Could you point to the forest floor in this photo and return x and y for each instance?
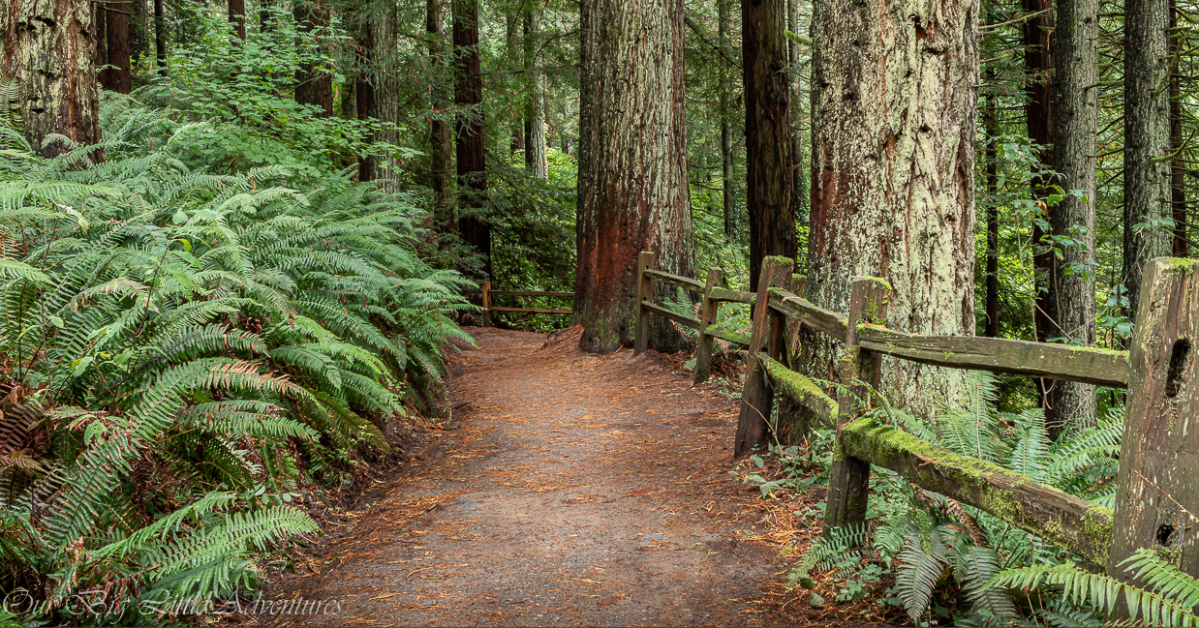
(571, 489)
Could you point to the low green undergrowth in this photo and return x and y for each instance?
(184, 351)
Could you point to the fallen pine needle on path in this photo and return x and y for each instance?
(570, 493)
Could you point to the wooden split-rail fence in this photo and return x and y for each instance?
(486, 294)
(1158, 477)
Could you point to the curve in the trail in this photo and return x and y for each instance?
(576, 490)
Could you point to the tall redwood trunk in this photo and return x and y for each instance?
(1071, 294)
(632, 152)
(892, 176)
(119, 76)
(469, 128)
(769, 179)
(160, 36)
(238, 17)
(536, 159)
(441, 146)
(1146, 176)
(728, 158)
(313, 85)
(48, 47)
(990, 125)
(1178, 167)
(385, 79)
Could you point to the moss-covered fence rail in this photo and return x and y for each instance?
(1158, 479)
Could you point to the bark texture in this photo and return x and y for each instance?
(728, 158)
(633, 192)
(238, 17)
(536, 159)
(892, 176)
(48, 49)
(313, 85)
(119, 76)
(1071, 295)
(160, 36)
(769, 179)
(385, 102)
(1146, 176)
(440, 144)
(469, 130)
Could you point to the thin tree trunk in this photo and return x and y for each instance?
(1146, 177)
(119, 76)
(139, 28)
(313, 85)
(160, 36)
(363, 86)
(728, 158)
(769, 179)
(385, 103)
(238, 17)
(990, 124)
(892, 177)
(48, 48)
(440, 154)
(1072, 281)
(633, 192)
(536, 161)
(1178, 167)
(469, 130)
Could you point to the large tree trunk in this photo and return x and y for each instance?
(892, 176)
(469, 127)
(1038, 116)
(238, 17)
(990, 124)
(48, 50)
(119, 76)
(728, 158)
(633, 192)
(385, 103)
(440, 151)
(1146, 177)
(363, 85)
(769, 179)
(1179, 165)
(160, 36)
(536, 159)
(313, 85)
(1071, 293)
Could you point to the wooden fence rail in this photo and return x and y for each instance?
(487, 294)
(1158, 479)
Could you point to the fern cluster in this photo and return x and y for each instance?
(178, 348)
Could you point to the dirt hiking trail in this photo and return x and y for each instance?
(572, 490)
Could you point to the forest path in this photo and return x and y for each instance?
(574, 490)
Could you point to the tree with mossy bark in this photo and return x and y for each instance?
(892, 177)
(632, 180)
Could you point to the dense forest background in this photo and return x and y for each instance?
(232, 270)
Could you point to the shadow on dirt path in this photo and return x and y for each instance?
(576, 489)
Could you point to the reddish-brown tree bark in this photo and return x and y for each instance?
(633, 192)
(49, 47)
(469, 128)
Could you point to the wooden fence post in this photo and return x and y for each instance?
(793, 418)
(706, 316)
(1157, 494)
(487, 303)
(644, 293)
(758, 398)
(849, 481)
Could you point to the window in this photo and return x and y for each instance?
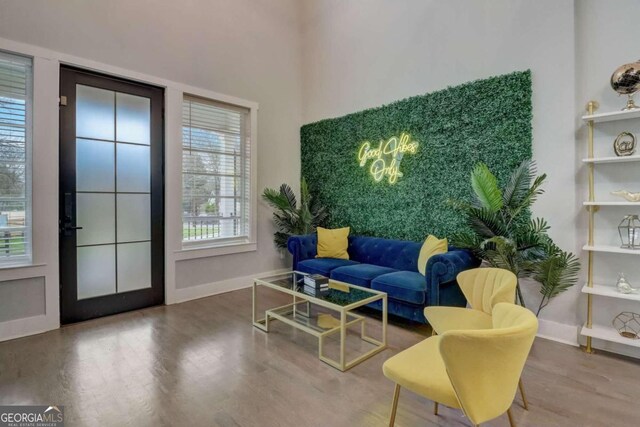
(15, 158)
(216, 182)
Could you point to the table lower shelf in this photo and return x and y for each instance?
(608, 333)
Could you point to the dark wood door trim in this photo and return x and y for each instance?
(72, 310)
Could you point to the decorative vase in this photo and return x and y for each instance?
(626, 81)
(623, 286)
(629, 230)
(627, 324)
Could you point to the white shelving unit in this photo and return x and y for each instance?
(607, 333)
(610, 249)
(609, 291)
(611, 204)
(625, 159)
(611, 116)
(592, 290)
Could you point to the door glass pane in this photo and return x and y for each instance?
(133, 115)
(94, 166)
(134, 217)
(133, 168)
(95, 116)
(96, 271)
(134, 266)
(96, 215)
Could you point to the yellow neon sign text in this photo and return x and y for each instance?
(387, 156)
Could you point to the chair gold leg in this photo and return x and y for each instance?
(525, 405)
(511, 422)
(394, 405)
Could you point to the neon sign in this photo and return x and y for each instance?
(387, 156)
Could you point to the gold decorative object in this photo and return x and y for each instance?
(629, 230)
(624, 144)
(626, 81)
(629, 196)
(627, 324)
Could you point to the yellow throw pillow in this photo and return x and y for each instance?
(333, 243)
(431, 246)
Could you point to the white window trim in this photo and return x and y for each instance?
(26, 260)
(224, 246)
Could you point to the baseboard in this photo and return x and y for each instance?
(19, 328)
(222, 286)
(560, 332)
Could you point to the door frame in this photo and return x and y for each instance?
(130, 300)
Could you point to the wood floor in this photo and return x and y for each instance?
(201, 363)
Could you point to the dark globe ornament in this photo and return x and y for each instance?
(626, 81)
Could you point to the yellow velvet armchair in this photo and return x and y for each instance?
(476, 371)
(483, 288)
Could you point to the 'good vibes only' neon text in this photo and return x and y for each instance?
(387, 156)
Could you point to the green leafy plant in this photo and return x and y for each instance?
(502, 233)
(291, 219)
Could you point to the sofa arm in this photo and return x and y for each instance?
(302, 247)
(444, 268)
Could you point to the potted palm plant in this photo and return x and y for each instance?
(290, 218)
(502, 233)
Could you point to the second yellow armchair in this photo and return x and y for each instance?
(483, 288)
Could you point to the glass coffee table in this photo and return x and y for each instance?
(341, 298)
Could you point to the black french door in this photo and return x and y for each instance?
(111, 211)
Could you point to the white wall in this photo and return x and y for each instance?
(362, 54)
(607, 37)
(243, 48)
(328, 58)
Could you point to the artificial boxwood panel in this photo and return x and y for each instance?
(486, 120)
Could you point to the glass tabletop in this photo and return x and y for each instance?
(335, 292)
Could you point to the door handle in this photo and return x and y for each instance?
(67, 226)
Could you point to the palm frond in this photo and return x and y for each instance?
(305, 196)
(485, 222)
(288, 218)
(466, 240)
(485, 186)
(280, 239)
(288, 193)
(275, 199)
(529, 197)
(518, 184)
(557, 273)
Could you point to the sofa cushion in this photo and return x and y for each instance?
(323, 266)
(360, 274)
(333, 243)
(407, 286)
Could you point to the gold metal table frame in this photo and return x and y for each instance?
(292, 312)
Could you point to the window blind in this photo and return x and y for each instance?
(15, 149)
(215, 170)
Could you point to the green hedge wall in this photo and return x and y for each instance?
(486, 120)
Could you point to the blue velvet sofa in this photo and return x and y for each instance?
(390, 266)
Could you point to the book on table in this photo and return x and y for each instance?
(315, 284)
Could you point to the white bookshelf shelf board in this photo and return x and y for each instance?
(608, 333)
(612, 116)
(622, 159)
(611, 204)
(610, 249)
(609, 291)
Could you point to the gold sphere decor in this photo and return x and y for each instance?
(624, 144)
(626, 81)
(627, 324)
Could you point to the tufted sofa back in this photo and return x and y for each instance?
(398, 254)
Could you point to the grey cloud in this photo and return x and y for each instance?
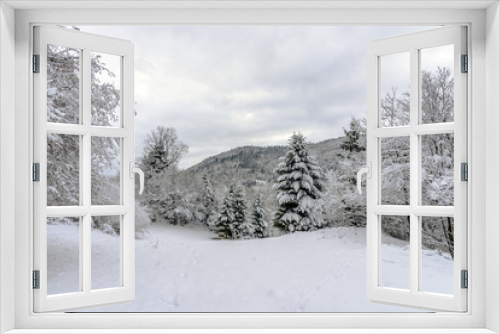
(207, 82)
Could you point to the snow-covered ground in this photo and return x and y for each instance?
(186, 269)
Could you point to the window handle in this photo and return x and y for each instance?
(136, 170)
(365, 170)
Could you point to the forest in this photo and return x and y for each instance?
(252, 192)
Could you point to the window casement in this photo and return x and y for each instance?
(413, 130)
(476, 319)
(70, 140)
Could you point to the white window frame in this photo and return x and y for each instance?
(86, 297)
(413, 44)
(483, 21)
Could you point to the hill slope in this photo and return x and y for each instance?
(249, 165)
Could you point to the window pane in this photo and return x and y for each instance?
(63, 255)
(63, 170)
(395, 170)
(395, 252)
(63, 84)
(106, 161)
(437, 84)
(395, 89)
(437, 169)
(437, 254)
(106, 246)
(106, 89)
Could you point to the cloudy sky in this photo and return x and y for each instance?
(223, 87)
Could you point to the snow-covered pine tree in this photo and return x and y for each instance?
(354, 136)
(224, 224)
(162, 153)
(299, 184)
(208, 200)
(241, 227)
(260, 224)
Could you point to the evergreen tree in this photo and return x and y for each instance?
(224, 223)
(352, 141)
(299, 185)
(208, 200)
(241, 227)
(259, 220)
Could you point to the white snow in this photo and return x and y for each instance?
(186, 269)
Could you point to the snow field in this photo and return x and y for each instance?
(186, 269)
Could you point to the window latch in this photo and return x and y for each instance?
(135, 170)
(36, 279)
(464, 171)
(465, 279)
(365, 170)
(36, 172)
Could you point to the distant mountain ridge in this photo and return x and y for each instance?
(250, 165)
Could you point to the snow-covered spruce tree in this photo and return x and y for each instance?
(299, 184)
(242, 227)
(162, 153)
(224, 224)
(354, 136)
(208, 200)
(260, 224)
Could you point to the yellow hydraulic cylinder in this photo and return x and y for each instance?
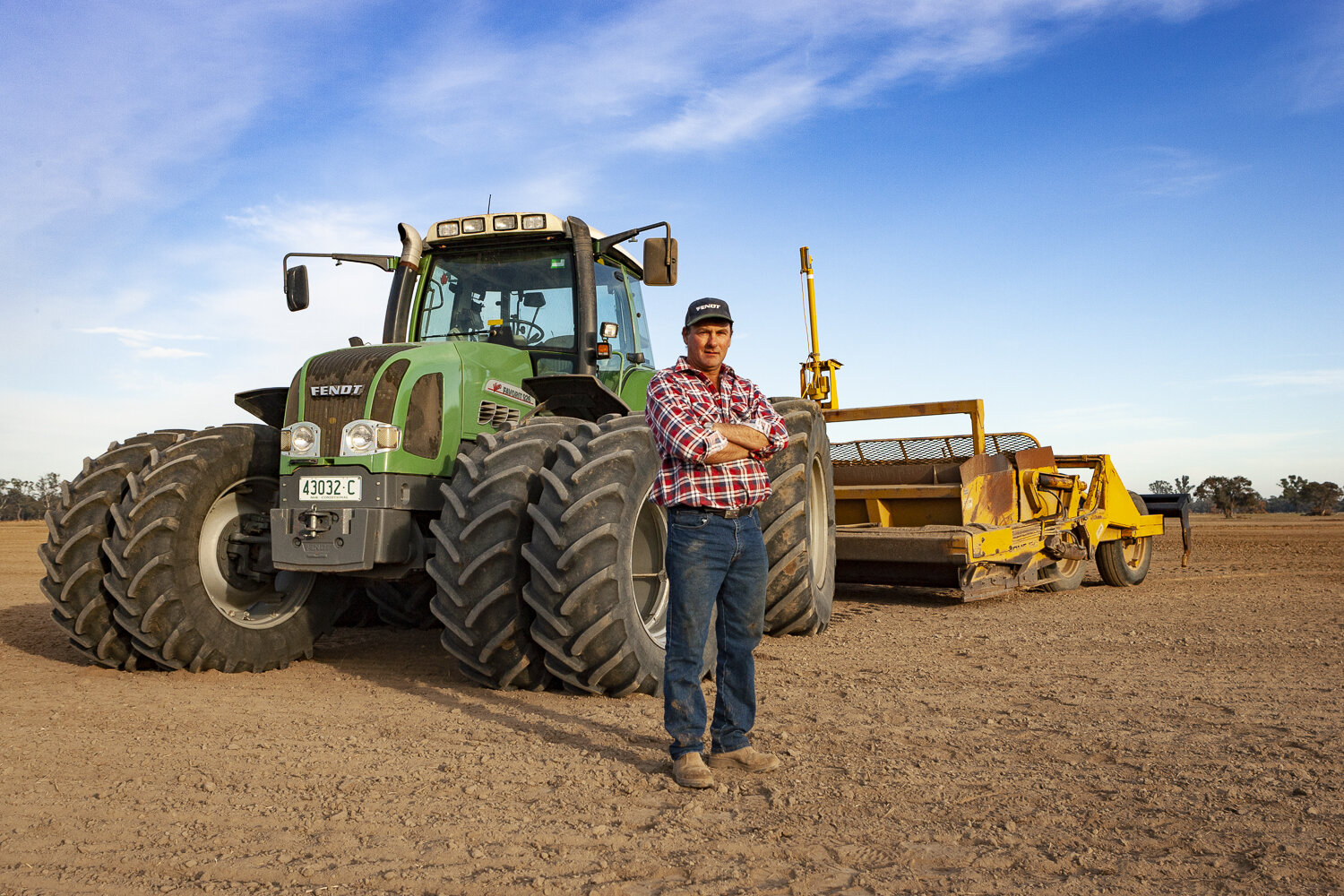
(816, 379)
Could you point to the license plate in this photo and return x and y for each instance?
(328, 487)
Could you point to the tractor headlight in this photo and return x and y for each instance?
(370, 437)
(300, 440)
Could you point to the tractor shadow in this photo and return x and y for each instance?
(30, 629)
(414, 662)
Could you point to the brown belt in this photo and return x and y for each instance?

- _Instructions to follow_
Output exactly the lines of the data that run from the one containing "Could you point to the tractor headlight" to the very last line, and no others.

- _Expected output_
Could you point to the tractor headlight in this photo and return x and y for each instance?
(370, 437)
(300, 440)
Could you point to the tractor shadow in this photo and return x and y for each instance?
(30, 629)
(414, 662)
Could you point to the brown belt in this photo and return x and y for each instance?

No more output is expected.